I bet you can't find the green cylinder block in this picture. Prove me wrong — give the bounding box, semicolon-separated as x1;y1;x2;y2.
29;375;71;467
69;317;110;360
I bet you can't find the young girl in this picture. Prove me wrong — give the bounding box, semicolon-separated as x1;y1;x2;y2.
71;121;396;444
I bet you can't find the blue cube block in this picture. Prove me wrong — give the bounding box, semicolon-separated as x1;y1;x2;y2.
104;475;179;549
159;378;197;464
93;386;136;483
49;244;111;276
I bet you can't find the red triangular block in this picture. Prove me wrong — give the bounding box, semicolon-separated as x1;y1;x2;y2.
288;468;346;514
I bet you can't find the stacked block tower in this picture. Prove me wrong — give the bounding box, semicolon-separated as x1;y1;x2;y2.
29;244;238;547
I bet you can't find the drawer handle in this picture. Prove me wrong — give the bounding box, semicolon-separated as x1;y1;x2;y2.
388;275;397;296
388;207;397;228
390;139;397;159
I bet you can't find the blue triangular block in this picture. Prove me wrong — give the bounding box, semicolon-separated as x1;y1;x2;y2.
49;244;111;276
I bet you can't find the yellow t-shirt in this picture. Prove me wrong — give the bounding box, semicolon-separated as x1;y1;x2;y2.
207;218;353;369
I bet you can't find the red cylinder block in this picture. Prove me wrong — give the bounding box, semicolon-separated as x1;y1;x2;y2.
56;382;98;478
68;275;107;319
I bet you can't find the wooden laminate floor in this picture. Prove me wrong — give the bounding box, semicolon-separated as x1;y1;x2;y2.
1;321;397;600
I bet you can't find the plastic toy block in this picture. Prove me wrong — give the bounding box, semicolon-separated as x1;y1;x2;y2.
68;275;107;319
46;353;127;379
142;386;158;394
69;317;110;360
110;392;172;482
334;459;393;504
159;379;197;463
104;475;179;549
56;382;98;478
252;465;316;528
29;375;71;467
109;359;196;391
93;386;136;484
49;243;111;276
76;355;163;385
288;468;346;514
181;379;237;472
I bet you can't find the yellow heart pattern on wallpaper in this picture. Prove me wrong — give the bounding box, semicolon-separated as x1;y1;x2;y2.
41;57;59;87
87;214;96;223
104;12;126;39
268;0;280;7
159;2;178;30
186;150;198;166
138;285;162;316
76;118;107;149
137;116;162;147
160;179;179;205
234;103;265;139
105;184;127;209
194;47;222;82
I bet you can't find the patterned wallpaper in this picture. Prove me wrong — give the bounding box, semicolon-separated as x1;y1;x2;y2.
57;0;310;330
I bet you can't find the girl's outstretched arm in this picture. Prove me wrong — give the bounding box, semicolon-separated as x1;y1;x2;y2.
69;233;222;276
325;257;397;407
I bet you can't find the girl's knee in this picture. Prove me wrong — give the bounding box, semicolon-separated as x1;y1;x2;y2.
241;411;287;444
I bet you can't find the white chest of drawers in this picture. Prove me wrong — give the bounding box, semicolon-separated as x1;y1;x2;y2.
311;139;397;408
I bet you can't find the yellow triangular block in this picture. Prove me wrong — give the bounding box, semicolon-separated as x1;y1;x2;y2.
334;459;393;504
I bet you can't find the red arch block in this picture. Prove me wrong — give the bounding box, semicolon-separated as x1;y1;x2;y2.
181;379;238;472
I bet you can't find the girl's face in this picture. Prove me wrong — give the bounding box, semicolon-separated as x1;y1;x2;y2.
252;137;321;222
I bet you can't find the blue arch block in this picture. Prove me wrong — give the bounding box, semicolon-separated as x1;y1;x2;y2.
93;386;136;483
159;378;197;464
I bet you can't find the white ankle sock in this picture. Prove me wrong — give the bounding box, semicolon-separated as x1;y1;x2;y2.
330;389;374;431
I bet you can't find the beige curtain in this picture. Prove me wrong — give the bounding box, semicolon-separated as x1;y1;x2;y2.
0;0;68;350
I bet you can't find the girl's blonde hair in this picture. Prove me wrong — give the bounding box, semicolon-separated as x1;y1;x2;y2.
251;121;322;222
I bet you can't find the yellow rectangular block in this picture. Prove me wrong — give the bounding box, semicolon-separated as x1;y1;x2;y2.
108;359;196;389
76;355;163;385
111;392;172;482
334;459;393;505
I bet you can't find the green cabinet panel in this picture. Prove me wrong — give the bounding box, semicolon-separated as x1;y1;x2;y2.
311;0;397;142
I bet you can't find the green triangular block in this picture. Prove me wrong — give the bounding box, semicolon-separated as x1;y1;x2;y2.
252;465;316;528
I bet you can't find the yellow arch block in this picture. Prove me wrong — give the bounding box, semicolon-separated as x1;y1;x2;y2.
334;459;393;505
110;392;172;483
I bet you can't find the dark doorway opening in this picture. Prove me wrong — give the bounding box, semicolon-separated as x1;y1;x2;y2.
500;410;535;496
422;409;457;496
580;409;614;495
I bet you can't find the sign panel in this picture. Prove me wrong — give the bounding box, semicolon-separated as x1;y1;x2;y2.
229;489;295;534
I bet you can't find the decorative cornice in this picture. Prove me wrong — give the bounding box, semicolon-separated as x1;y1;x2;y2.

------------------------------------

» **Exercise requirements**
Would you return all of the data exactly as given?

» **Answer below**
I bet you can't find the green cylinder block in this picture. Prove me wrong — give the bounding box, semicolon-separated as x1;y1;x2;y2.
29;375;71;467
69;317;110;360
I bet you can't find the young girl in this picture. Prove me wrong — give the bounding box, semicolon-separated as x1;y1;x2;y2.
71;121;396;444
I bet you can't find the blue cube block in this picture. Prove me wrong — give the bounding box, semicolon-separated as x1;y1;x2;y2.
104;475;179;549
159;378;197;464
93;386;136;483
49;244;111;276
I bet you can't find the red triangular block in this picture. Prove me wrong — give the bounding box, semicolon-separated as x1;y1;x2;y2.
288;468;346;514
I bet you can't find the stacked block tower in this picture. Prove me wrong — give the bounding box, semicolon-separated as x1;y1;x2;y2.
29;244;238;547
I bet you can't find the drawer handle in this picture. Prove me wrong — give the bounding box, semicolon-separated as x1;y1;x2;y2.
388;275;397;296
388;207;397;228
390;139;397;159
I bet you can't find the blue triangular block in this picture. Prove me wrong — give the bounding box, semicolon-separated as x1;y1;x2;y2.
49;244;111;276
I bet you can't find the yellow t-shirt in this picture. Prove me wrong — give the bounding box, semicolon-separated as x1;y1;x2;y2.
207;218;353;369
I bet you can't find the red cylinder block in this picture. Prove me wrong — give the bounding box, semicolon-separated as x1;y1;x2;y2.
56;382;98;478
68;275;107;319
I bet you can't find the wooden laminate floor in this picture. Prove me wrong — give the bounding box, semicolon-separated as x1;y1;x2;y2.
1;321;397;600
I bet you can't find the plastic toy block in this picture. Prove me wrong — give the bounding box, semicolon-separated as x1;y1;x2;y2.
68;275;107;319
46;353;127;379
142;386;158;394
69;317;110;360
110;392;172;482
334;459;393;504
159;379;197;463
104;475;179;549
56;382;98;478
252;465;316;528
29;375;71;467
109;359;196;391
93;386;136;484
49;243;111;276
76;355;163;385
288;468;346;514
181;379;237;472
I bet you can't find the yellow heart pattern on wallpaper in this picture. Prove me wrong — give the bounding box, semicolon-separated as x1;y1;x2;y2.
41;57;59;87
87;214;96;223
104;12;126;39
268;0;280;7
159;2;178;30
186;150;198;166
138;285;162;316
76;118;107;149
137;116;162;147
160;179;179;205
234;103;265;139
105;184;127;209
194;47;222;82
I bet you can't find the patterned wallpaper in this picture. Prove me wrong — give the bounding box, semicolon-separated as x1;y1;x2;y2.
57;0;310;330
I bet you can't find the girl's outstretched arm in this picture. Prove me wrong — give the bounding box, semicolon-separated as x1;y1;x2;y2.
69;233;222;276
325;257;397;407
I bet you can't find the girl's knee in this picture. Prove me wrong — give the bounding box, semicolon-separated as x1;y1;x2;y2.
241;411;287;444
I bet you can't find the white chest of drawers in this picture. Prove me wrong — give the bounding box, semicolon-separated as x1;y1;x2;y2.
311;139;397;408
I bet you can't find the yellow triangular block in this picture. Prove me wrong — give the bounding box, semicolon-separated as x1;y1;x2;y2.
334;459;393;504
I bet you can't find the red arch block in this picture. Prove me wrong — give the bounding box, semicolon-separated as x1;y1;x2;y2.
181;379;238;472
I bet you can't find the girl's face in this picture. Prove me wrong — give the bounding box, semicolon-separated as x1;y1;x2;y2.
252;137;321;222
I bet you can't find the blue arch block in this picture. Prove me wrong — give the bounding box, semicolon-separated as x1;y1;x2;y2.
93;386;136;483
159;378;197;464
I bet you can't find the white ankle sock in this picture. Prove me wrong — give the bounding box, semicolon-separated as x1;y1;x2;y2.
330;389;374;431
I bet you can't find the beige curtain in this picture. Prove me wrong — give the bounding box, semicolon-separated as x1;y1;x2;y2.
0;0;68;350
I bet you can't find the girl's blonde hair in this picture. Prove me wrong — give the bounding box, semicolon-separated as x1;y1;x2;y2.
251;121;322;222
I bet you can't find the yellow rectangular block in this picture. Prove me wrong — give the bounding box, semicolon-separated as x1;y1;x2;y2.
108;359;196;389
76;355;163;385
111;392;172;482
334;459;393;505
I bet you can't find the green cabinet panel in this picture. Prove me wrong — give the bounding box, semicolon-separated as x1;y1;x2;y2.
311;0;397;142
I bet you can't find the green triangular block in this picture. Prove me wrong — give the bounding box, semicolon-separated as x1;y1;x2;y2.
252;465;316;528
I bet you can't find the yellow arch block in this picture. Prove me wrong — give the bounding box, semicolon-separated as x1;y1;x2;y2.
334;459;393;505
110;392;172;483
I bet you can't find the dark doorway opening in this picture. Prove me wrong — give the bounding box, semicolon-separated as x1;y1;x2;y2.
500;410;535;496
422;409;457;496
580;409;614;495
I bet you can't find the sign panel in this picture. Prove me wrong — give the bounding box, semicolon-separated as x1;y1;x2;y2.
229;489;295;534
I bet you can't find the decorative cornice in this picture. Prove me wrong — give the bounding box, semicolon-separated as x1;y1;x2;y2.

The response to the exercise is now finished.